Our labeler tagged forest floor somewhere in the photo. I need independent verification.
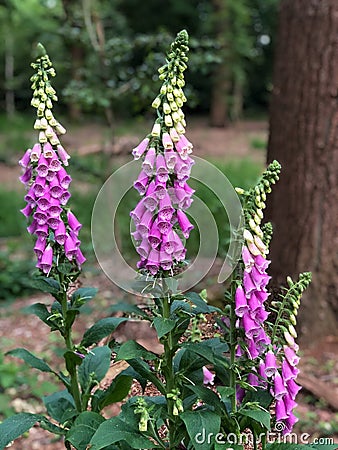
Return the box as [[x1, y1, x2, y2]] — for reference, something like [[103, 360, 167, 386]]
[[0, 118, 337, 449]]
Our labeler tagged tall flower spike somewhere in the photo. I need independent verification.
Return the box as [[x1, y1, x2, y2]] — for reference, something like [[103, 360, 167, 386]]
[[19, 43, 85, 275], [130, 30, 194, 277]]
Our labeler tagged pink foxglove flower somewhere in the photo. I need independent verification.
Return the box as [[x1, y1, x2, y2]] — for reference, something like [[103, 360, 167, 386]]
[[202, 366, 215, 385], [130, 30, 193, 276], [19, 45, 85, 275]]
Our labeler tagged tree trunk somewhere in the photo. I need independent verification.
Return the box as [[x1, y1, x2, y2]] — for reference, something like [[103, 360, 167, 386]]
[[266, 0, 338, 345]]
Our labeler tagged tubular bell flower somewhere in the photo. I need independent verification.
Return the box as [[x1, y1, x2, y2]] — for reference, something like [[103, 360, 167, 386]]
[[18, 43, 85, 275], [130, 30, 194, 276]]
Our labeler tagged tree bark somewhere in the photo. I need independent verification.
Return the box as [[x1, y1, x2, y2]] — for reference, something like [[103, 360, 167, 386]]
[[266, 0, 338, 345]]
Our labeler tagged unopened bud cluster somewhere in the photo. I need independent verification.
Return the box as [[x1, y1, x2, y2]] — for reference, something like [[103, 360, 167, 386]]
[[19, 44, 85, 275]]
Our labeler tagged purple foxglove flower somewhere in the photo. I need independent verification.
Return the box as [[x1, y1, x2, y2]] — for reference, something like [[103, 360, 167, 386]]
[[235, 286, 249, 317], [20, 203, 33, 217], [33, 177, 47, 197], [255, 290, 269, 303], [130, 199, 146, 225], [55, 221, 67, 245], [158, 193, 175, 221], [273, 373, 287, 400], [242, 245, 255, 273], [154, 178, 167, 199], [46, 170, 56, 182], [156, 154, 169, 183], [160, 250, 172, 270], [254, 254, 270, 273], [164, 150, 177, 170], [283, 346, 300, 367], [254, 307, 269, 322], [176, 210, 193, 238], [76, 248, 86, 265], [281, 359, 299, 381], [38, 244, 53, 274], [34, 237, 46, 259], [247, 338, 260, 359], [275, 398, 288, 421], [34, 224, 48, 239], [251, 266, 271, 290], [243, 271, 257, 297], [142, 147, 156, 176], [133, 170, 149, 195], [155, 216, 172, 235], [162, 230, 182, 254], [19, 167, 32, 184], [47, 217, 61, 230], [143, 182, 158, 211], [137, 238, 151, 259], [27, 220, 38, 235], [248, 372, 259, 387], [137, 209, 154, 237], [202, 366, 215, 385], [36, 193, 50, 211], [265, 351, 278, 377], [286, 378, 301, 399], [173, 242, 186, 261], [24, 187, 36, 205], [170, 183, 189, 205], [60, 190, 71, 206], [132, 137, 149, 160], [65, 235, 78, 260], [283, 393, 297, 415], [69, 229, 81, 247], [255, 329, 271, 347], [235, 344, 242, 356], [136, 259, 146, 269], [56, 144, 70, 165], [50, 178, 63, 198], [48, 198, 62, 218], [284, 412, 298, 432], [242, 314, 260, 339], [236, 386, 246, 404], [57, 167, 72, 189], [175, 135, 192, 159], [34, 208, 48, 225], [19, 148, 32, 167], [67, 211, 82, 232], [43, 142, 54, 158], [49, 155, 61, 172], [148, 222, 162, 249], [162, 132, 174, 150], [131, 230, 142, 243], [247, 292, 261, 312], [30, 143, 42, 161], [36, 155, 49, 177], [145, 248, 160, 275], [258, 361, 267, 381]]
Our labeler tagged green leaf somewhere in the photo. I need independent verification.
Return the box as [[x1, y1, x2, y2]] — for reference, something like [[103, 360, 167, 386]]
[[0, 413, 43, 449], [89, 416, 157, 449], [65, 309, 79, 329], [186, 385, 225, 415], [181, 410, 221, 450], [109, 302, 149, 319], [71, 287, 98, 307], [78, 346, 111, 391], [242, 388, 273, 410], [127, 359, 165, 394], [43, 390, 76, 424], [66, 412, 105, 450], [182, 338, 228, 365], [185, 292, 221, 314], [239, 407, 270, 430], [28, 276, 60, 295], [40, 418, 66, 435], [24, 302, 50, 323], [81, 317, 128, 347], [6, 348, 54, 374], [153, 317, 176, 339], [116, 340, 158, 361], [92, 375, 133, 411]]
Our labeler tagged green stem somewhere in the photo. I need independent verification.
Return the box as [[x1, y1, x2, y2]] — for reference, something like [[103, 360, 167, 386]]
[[229, 275, 237, 414], [161, 294, 176, 449], [60, 286, 82, 412]]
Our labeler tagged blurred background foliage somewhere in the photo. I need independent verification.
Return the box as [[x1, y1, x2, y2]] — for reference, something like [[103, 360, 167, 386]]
[[0, 0, 279, 121]]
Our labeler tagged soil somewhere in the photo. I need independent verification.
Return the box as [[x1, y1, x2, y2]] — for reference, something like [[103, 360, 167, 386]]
[[0, 119, 337, 449]]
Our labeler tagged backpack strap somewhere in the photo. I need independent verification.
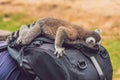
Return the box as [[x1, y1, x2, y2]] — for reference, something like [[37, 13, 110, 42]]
[[0, 44, 8, 52], [73, 44, 106, 80], [90, 56, 106, 80], [34, 37, 54, 44], [7, 36, 53, 65]]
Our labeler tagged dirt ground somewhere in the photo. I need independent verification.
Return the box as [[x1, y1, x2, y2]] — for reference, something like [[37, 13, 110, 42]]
[[0, 0, 120, 39]]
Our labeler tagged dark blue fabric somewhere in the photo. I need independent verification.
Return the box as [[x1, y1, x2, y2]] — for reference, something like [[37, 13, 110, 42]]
[[0, 41, 27, 80]]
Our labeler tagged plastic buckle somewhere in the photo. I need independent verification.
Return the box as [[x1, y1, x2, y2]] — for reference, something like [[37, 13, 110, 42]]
[[99, 49, 108, 59], [77, 60, 87, 70], [33, 41, 43, 47]]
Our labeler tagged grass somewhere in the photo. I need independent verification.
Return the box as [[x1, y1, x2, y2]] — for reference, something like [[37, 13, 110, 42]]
[[102, 39, 120, 79], [0, 12, 120, 80], [0, 13, 35, 31]]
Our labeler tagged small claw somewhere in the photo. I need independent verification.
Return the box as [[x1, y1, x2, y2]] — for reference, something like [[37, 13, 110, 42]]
[[58, 52, 63, 58], [60, 53, 63, 57], [54, 51, 60, 58], [54, 47, 65, 58], [57, 53, 60, 58], [54, 52, 58, 57], [60, 50, 65, 57], [16, 36, 22, 45]]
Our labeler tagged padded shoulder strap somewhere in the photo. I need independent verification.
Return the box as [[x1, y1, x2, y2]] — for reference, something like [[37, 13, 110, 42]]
[[34, 37, 54, 44], [90, 56, 106, 80], [7, 45, 26, 67]]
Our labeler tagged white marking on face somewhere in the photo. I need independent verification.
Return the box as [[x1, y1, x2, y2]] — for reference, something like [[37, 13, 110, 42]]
[[86, 37, 96, 44]]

__________________________________________________

Check each line of the entries, and copy the ones that contain "tree".

* Exercise answer
Our labeler tagged tree trunk somewhere in the photo. I need independent verification.
Our labeler tagged tree bark somewhere in the photo. I need independent verification.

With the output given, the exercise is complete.